> _TASK TO COMPLETE_:
Every record that follows must be set down word for word.

> _DATA TO USE_:
-- Opening Marker --

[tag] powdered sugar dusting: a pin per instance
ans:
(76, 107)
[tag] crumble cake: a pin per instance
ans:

-- Closing Marker --

> _RESPONSE TO THE TASK_:
[tag] powdered sugar dusting: a pin per instance
ans:
(76, 107)
[tag] crumble cake: a pin per instance
ans:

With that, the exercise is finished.